▶ **Passage shown**:
Segment Open

ATLANTA — Apart from some phenomenal tourist attractions, such as the Civil Rights Museum and Coca Cola Headquarters, the mediocre attractions such as the Chik-Fil-A College Football Hall of Fame and the attractions so forgettable that “attractions” is a stretch, like the Gravity Research Foundation Monument, which falls quickly from memory, Atlanta is far from my favorite city.
It has confidently above average southern food, but variety is lacking for a city of its size.
Then again, it has some awesome cultural movements and is at the forefront of the rap game, so paired with history and a slowly expanding food scene, it has potential.
It’s just not a place I want to be when the Centers for Disease Control (CDC), headquartered there, inevitably cook up the virus that leads to the pandemic that ends the world.
Little did I know, a pathogen was in my near future one hot Atlanta night during my visit.
The city lives up the “Hotlanta” moniker, but that’s largely because, for a southern city, it has almost no vegetation. It has no major rivers flowing through the city center, and the streams are limited.
Not only does this mean temperatures will be absurdly high, it means a visiting angler there on business has severely limited options.
Even with a rental car, I struggled to find anything to fish for on my one night off to do so. I was limited to a 15- or 20-minute radius from the hotel, and that further limited options.
To make matters worse, I was there during the peak of the monsoon season, and the few rivers and streams I’d been turned on to by fellow Species Hunters like Ryan Crutchfield of fishmap.org were all blown out bigger than a 1980s hairdo.
Torrential rainfall meant fishing was out of the question in most spots. Micros are usually a slam-dunk when fishing new water, but microfishing requires clear water and visibility, and I had neither.
I hiked and drove around to the spots I’d been given, but as night fell, I began to take stock of my situation and realized I needed to grab dinner and get home, so I hopped into my rental car, at once sodden and saddened, completely unaware of what was incubating.
I drove to my restaurant of choice, a Cajun restaurant. I wasn’t about to let the night be a total loss, and I figured stuffing my face with spicy crawfish and shrimp would fix all of my problems.
I was tired, though.
I was ranting like a maniac at no one in particular. I was wet and beginning to shiver. My mind wasn’t clear, and I was disturbed to realize I was coming down with the sickness.
It was pouring rain as I passed over a small stream. It made me stop and think, and after finding a parking lot at a nearby church, I hoofed it through the pouring rain a few hundred yards back down the highway.
Vaulting the guardrail, I climbed down under the bridge.
I had a headlamp on and hoped to find a sculpin or darter willing to play, but the stream, small though it was, was still high and not terribly clear.
My vision was slightly blurred from the combined lack of sleep, intense pace of work and the unbroken staring at streambeds devoid of fish.

Segment Closed

▶ **Activity A**: Name every Atlanta tourist attraction that the Atlanta fishing trip account mentions.
▶ **Activity B**: Transcribe the Atlanta fishing trip account word for word, from "I drove to my" to "with the sickness.".

▶ **Supplied records**:
Segment Open

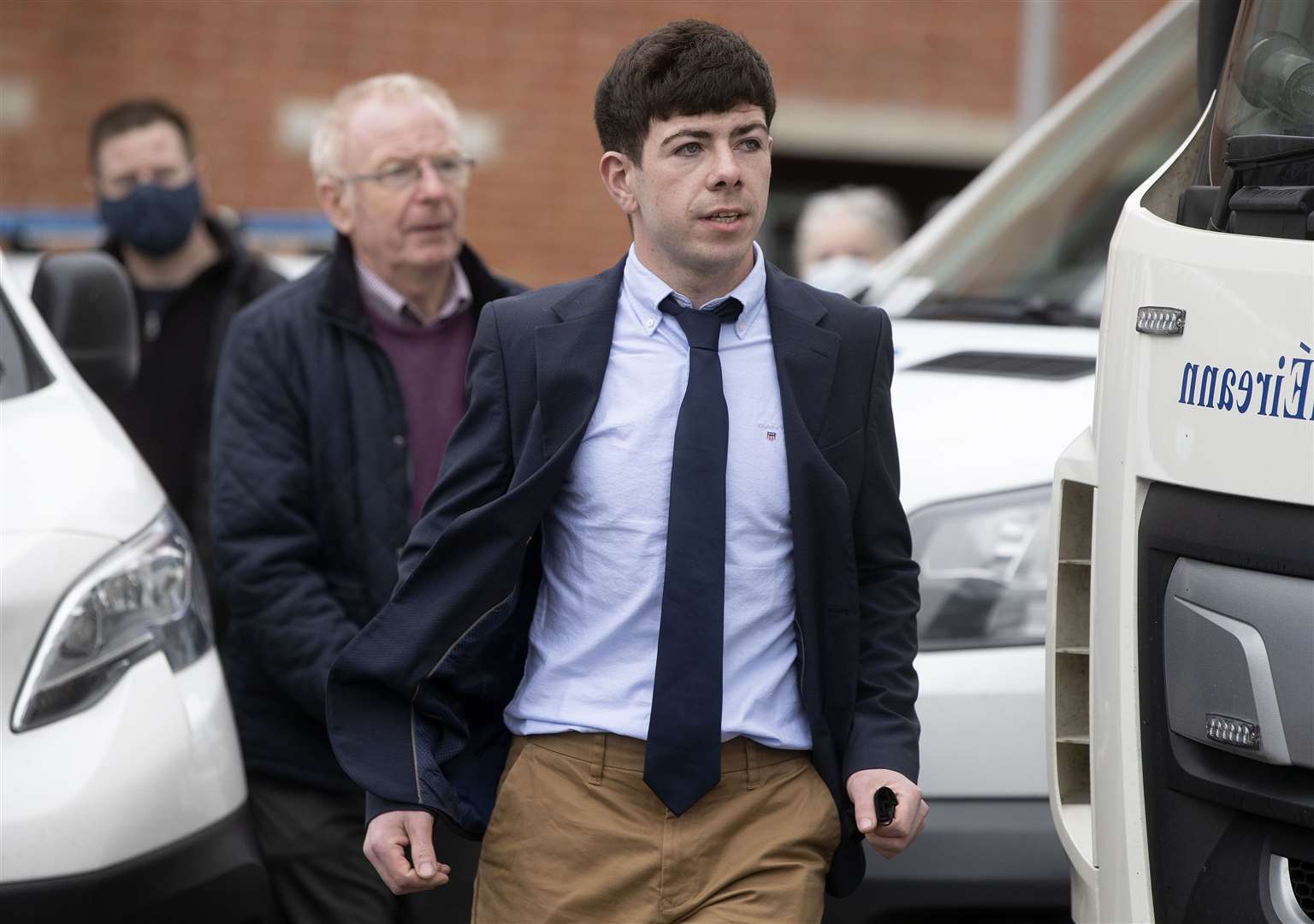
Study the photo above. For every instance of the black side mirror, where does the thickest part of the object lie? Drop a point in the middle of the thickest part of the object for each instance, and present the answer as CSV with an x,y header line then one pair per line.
x,y
88,304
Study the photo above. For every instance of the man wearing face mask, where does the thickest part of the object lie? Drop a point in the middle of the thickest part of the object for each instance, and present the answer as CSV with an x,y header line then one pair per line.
x,y
843,233
189,276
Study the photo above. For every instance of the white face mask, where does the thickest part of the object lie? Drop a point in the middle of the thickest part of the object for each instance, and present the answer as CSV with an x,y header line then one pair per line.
x,y
846,275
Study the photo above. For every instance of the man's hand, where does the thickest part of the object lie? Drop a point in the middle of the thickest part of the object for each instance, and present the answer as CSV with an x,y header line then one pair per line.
x,y
909,816
387,840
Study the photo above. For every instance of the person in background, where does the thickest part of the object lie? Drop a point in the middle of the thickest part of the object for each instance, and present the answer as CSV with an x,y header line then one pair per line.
x,y
664,585
843,233
189,276
335,400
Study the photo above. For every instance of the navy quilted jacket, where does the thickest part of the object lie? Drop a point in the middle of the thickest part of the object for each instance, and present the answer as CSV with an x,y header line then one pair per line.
x,y
309,502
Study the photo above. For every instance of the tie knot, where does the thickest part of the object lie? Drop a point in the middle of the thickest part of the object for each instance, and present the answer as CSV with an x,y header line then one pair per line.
x,y
703,329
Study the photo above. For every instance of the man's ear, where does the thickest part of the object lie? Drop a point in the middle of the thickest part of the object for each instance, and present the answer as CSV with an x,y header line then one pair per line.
x,y
618,176
201,167
333,200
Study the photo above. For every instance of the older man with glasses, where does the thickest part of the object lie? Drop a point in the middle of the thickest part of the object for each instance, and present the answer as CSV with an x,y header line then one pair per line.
x,y
335,400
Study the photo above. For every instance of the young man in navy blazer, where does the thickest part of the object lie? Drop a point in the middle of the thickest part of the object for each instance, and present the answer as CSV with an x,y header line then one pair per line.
x,y
654,635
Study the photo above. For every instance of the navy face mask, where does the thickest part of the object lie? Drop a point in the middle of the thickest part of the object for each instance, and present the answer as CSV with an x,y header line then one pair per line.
x,y
151,218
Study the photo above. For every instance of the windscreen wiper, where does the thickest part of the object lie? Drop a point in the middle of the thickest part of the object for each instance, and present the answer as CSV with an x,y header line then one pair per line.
x,y
1002,309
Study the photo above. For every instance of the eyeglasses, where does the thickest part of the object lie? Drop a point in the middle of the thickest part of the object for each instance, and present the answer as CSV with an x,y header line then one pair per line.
x,y
453,171
167,178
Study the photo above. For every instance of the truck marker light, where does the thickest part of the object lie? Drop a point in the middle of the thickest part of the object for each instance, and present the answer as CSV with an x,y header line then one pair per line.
x,y
1232,731
1161,321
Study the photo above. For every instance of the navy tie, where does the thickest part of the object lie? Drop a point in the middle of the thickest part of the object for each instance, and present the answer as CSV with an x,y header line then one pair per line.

Segment Closed

▶ **Problem solution A**:
Civil Rights Museum
Coca Cola Headquarters
Chik-Fil-A College Football Hall of Fame
Gravity Research Foundation Monument

▶ **Problem solution B**:
I drove to my restaurant of choice, a Cajun restaurant. I wasn’t about to let the night be a total loss, and I figured stuffing my face with spicy crawfish and shrimp would fix all of my problems.
I was tired, though.
I was ranting like a maniac at no one in particular. I was wet and beginning to shiver. My mind wasn’t clear, and I was disturbed to realize I was coming down with the sickness.